Infelizmente vivemos, em meio ao excesso e velocidade de circulação das informações, uma espécie de esquizofrenia (transtorno que afeta o pensamento, emoções, comportamento dos indivíduos e, certamente, a memória).

Há algo errado em um país no qual Neymar Jr. que, após o jogo dessa quarta-feira entre Corinthians e Santos, “reclama da qualidade da bola” (nada contra o craque que admiro e deve levar milhares de pessoas aos estádios de futebol gerando valor) e no qual o Presidente da República diz, entre outras frases que, “se estiver caro, não compre” (não levando em conta que, além dos preços, a demanda depende da disponibilidade de renda dos consumidores e que as decisões de política econômica afetam, diretamente, o nível geral de preços e a demanda agregada).
○ ○ ○ ○ ○
**Tarefas propostas:**
a) Transcreva, do texto sobre o excesso de informações, o trecho que vai de "Infelizmente vivemos, em" a "certamente, a memória).".
b) Retome o texto sobre o excesso de informações a partir do ponto em que termina e dê-lhe continuidade.

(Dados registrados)
○ ○ ○ ○ ○
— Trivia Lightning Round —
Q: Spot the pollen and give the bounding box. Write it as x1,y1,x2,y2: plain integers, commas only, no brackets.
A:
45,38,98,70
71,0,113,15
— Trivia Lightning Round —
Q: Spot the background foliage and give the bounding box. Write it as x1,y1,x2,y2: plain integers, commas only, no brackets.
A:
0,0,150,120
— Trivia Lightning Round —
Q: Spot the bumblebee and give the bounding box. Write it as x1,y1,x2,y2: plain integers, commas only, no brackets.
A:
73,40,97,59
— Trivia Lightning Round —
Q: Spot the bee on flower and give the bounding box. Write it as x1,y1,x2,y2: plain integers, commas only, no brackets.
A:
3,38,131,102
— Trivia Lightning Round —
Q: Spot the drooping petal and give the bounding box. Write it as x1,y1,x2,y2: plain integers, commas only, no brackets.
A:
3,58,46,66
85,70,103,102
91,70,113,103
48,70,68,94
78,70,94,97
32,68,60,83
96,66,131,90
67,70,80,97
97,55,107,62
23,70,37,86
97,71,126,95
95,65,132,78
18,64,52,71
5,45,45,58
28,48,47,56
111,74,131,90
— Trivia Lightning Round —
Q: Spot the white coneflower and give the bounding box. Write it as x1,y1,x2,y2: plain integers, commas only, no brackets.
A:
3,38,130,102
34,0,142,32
○ ○ ○ ○ ○
**Respostas por tarefa:**
a)
Infelizmente vivemos, em meio ao excesso e velocidade de circulação das informações, uma espécie de esquizofrenia (transtorno que afeta o pensamento, emoções, comportamento dos indivíduos e, certamente, a memória).

b)
Entre outras atividades profissionais, participo de projetos de ensino que atendem jovens na Etec e Siesp. No último sábado, certos alunos me indagaram: “o economista trata de economizar dinheiro?”. Respondi de “bate pronto” que “estudamos como consumidores, empresários, investidores e governos interagem e tomam decisões no contexto de escassez de recursos”.

Eles tenderam, principalmente quando indaguei o que esses renunciaram ao participar das aulas … Vivi, vi e estudei, com certa profundidade, e trabalho temas relacionados às políticas econômicas. Antes da implantação do Plano Real em 1994, foram adotados mais de 10 planos econômicos sendo implantados no contexto de hiperinflação, desequilíbrio das contas públicas, baixo nível de reservas em dólar e choques, provocados por instabilidades externas. Costumo dizer que o Brasil só não quebrou ainda devido ao nível de reservas internacionais, sobre tudo em dólar.

Em conversas que tive com colegas nas últimas semanas, enfatizei que o alcance da estabilidade da nossa moeda, o R$, foi conquistado por meio de duras medidas, entre essas: abertura comercial, introdução da Lei de Responsabilidade Fiscal (Lei Complementar 101/2000), reforma bancária e privatizações, dentre essas, a do setor de telecomunicações.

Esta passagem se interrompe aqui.